§ Given information
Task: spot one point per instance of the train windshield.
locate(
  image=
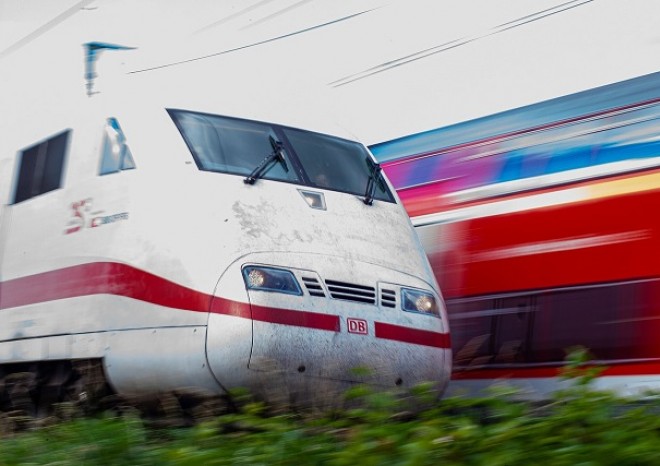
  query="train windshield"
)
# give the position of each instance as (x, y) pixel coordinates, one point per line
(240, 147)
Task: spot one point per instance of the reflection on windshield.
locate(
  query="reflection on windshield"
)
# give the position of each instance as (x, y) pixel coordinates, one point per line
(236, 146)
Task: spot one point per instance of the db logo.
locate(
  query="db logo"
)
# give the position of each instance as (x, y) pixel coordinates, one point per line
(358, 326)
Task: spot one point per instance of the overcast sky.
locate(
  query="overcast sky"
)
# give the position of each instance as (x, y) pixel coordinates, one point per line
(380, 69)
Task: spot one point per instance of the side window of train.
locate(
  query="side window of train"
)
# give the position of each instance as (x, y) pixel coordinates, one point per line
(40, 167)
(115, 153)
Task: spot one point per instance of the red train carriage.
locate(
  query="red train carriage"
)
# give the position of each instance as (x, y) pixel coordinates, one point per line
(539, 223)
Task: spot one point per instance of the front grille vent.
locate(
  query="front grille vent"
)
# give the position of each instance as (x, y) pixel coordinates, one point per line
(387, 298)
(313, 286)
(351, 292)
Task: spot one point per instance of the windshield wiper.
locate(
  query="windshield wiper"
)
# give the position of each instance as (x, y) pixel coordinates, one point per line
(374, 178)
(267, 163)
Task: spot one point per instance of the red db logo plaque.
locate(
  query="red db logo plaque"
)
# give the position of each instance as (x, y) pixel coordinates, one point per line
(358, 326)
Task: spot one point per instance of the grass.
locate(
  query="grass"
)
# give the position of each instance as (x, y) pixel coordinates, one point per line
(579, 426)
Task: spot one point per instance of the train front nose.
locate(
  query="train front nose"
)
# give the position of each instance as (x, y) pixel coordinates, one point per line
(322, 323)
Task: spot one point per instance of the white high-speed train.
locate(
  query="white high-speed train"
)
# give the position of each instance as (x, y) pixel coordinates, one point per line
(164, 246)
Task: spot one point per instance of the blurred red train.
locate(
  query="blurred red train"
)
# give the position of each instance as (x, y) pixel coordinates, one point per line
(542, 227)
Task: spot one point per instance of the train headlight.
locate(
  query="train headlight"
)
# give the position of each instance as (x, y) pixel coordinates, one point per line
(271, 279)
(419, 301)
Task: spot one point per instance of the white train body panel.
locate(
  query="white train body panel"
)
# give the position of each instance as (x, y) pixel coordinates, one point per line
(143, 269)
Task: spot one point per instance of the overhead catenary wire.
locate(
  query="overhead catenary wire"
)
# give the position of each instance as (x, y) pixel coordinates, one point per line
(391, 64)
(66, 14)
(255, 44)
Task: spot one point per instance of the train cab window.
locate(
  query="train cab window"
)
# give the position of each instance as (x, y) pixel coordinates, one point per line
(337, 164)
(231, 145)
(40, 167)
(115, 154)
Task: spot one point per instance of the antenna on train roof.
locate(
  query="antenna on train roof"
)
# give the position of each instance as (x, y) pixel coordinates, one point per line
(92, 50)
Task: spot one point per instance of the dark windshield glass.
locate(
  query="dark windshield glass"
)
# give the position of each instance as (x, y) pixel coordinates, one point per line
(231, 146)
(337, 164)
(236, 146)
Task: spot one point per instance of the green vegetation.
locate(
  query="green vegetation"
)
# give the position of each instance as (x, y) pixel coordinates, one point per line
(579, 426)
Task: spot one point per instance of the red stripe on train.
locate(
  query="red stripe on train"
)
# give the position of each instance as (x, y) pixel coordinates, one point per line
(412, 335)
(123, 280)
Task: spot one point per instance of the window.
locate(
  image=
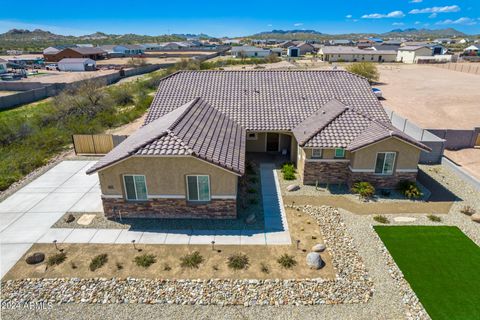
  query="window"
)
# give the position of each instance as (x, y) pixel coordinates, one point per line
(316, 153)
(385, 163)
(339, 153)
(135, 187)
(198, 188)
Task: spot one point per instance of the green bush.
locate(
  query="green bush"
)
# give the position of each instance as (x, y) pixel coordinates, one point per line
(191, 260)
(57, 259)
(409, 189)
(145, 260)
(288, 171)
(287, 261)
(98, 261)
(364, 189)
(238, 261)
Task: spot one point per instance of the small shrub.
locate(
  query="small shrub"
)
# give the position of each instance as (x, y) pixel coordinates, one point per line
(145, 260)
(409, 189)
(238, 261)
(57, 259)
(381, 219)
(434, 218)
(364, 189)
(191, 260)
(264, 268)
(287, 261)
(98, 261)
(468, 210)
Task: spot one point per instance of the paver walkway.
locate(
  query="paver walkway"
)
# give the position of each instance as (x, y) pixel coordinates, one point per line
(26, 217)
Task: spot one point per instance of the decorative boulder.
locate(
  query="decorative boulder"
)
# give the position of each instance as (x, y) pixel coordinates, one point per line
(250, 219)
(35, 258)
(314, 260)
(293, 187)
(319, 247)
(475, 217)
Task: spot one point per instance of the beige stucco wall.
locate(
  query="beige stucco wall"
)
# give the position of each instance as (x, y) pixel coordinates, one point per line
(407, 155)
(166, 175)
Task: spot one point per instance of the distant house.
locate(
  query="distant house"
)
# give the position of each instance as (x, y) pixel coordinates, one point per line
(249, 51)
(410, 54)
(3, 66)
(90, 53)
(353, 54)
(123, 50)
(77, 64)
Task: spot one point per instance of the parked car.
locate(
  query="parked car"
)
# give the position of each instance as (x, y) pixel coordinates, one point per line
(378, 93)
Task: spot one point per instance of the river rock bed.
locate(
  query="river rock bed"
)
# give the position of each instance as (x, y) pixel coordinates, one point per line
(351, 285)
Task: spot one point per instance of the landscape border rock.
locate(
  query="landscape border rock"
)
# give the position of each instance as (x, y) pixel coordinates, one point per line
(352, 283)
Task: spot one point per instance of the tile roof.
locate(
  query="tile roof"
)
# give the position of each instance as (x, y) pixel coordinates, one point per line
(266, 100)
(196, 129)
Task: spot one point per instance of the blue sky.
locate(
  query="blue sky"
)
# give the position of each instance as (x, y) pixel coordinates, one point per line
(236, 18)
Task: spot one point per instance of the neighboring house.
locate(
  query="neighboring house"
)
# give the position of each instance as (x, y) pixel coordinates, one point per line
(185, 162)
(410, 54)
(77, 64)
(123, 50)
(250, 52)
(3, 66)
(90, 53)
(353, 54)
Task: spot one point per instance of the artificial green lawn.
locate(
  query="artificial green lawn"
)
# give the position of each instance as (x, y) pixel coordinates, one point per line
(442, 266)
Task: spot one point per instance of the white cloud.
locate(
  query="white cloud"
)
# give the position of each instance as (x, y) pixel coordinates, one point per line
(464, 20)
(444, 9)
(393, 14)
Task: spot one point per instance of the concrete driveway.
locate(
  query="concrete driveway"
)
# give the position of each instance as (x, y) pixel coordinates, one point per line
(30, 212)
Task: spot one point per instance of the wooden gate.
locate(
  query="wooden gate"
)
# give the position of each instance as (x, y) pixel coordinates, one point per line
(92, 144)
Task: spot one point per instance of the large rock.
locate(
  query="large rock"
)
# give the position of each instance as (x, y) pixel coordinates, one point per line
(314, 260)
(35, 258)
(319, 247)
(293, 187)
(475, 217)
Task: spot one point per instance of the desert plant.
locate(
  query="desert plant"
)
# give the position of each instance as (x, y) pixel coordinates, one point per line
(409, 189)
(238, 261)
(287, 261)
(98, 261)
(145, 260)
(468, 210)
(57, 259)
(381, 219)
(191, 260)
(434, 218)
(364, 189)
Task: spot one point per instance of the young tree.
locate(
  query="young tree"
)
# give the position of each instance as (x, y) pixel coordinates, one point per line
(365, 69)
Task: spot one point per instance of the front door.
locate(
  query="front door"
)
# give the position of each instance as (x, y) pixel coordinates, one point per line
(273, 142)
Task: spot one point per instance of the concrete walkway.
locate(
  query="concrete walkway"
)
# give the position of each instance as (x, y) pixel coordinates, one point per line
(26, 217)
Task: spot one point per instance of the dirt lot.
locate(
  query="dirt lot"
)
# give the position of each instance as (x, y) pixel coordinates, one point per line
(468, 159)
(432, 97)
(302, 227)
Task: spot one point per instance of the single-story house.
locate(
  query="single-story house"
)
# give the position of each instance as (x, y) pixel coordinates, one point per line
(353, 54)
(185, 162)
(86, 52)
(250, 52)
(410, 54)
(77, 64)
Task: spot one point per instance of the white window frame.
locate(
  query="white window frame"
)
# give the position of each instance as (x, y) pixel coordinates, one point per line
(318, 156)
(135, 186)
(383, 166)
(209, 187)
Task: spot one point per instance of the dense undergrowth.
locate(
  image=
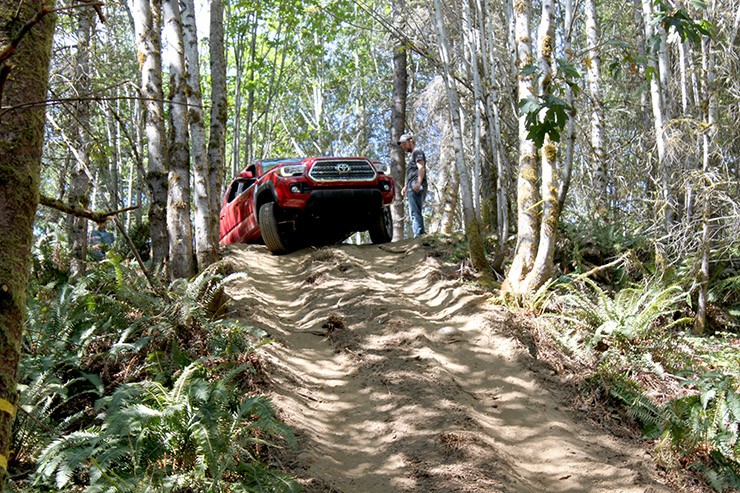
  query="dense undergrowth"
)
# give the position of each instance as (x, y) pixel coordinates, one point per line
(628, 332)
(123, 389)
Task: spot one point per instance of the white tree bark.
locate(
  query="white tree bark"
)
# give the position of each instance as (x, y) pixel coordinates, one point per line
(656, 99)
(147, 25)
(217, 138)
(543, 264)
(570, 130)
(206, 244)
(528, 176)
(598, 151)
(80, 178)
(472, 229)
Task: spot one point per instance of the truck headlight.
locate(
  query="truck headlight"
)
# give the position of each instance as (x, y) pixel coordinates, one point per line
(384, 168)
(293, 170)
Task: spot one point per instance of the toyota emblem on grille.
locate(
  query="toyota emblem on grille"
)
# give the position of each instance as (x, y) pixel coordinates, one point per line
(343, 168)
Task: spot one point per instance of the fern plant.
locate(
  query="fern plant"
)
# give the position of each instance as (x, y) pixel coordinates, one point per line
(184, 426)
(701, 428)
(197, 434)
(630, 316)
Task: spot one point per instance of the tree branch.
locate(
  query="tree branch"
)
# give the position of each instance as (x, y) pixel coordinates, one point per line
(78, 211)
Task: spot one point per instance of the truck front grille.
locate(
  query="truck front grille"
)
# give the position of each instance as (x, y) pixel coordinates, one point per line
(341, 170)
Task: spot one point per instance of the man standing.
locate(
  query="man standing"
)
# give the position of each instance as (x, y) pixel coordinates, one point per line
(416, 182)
==
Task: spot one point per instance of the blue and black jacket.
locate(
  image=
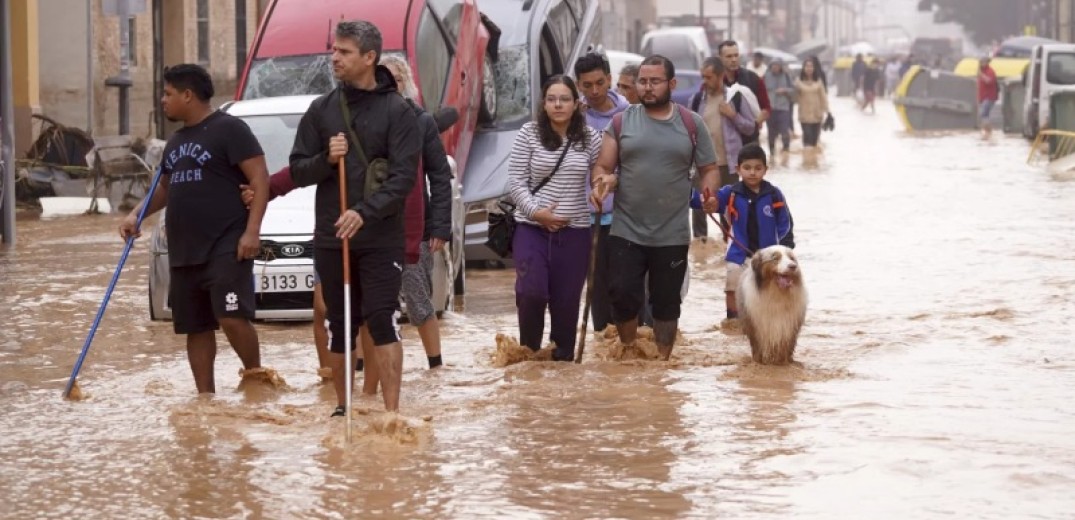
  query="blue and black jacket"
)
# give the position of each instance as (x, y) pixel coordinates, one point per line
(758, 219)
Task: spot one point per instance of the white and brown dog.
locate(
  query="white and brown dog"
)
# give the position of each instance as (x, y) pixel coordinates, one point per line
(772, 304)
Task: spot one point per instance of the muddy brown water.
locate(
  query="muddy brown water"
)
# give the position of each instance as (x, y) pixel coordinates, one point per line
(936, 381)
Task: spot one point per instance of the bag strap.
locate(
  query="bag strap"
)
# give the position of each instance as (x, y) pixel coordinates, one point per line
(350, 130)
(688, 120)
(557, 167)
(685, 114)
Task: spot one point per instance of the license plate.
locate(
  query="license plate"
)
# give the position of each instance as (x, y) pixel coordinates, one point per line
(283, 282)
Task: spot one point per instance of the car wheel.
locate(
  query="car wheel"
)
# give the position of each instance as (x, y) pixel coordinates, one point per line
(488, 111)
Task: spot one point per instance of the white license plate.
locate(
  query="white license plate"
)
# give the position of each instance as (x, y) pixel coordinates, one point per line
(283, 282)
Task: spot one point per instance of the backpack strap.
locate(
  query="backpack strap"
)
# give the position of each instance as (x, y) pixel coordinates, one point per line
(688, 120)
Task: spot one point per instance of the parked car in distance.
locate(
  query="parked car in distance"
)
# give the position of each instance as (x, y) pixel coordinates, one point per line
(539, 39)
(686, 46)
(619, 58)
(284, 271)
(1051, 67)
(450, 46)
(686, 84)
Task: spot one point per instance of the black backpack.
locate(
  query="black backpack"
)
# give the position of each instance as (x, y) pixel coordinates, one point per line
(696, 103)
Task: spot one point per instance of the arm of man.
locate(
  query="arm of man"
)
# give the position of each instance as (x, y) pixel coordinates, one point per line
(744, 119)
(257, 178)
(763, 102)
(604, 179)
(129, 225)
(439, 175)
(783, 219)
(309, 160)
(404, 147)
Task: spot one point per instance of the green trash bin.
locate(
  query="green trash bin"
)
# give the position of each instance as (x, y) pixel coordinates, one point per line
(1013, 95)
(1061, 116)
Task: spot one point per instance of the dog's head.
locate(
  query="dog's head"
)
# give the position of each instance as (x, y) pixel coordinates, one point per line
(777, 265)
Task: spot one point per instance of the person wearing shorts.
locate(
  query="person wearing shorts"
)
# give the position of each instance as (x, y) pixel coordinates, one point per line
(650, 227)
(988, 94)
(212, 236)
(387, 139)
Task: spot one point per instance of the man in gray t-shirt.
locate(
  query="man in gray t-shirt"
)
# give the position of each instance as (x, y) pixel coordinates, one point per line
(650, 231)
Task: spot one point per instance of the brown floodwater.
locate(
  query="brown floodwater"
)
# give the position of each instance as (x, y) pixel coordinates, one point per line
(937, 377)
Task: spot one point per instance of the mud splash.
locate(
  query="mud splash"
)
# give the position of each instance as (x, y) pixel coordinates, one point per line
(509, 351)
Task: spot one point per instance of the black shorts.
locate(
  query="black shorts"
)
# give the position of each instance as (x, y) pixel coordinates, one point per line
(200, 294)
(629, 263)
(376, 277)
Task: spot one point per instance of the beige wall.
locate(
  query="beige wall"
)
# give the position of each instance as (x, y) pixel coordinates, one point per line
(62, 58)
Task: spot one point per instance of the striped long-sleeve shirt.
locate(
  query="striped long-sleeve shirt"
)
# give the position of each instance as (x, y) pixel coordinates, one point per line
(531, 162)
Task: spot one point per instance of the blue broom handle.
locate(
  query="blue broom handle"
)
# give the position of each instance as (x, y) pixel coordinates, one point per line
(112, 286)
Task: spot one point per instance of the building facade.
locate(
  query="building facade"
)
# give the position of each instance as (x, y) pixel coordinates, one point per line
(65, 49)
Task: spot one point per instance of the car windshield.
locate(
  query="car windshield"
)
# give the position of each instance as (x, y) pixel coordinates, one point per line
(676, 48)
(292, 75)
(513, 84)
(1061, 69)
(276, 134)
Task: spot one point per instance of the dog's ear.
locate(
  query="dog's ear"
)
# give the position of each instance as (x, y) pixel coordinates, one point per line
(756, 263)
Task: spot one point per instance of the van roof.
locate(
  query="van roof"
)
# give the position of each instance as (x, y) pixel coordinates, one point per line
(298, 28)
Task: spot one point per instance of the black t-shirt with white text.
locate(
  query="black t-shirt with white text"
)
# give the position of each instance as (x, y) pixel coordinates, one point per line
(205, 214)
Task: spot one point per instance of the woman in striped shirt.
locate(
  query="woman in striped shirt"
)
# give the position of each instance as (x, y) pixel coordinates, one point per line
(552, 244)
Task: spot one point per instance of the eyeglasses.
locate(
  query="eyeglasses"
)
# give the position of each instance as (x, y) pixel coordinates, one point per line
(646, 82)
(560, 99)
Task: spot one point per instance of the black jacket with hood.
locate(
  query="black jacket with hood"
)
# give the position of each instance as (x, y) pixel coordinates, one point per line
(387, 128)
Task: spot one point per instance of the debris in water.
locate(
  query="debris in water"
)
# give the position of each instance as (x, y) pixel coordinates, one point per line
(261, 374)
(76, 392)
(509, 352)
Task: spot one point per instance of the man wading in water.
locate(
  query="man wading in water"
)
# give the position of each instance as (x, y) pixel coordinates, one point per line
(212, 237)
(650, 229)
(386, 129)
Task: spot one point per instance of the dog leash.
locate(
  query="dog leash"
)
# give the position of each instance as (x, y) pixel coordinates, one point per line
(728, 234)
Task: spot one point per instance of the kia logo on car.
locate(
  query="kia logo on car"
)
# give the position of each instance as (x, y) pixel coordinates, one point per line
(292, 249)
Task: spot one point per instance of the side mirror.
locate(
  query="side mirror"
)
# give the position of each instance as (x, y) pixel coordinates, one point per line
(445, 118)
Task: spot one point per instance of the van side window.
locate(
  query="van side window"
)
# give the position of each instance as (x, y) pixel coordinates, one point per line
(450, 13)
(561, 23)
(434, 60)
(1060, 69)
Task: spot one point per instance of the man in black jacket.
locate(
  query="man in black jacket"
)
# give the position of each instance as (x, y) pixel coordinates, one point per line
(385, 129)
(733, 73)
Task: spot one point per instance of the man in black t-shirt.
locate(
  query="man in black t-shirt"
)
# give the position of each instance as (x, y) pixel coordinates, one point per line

§ What this task involves
Find every line in the records above that contains the word "walkway", and copy each one.

§ Output of the task
Task: spot one point per instance of the paver walkway.
  query="paver walkway"
Task: spot one point per instance of the concrete walkway.
  query="concrete walkway"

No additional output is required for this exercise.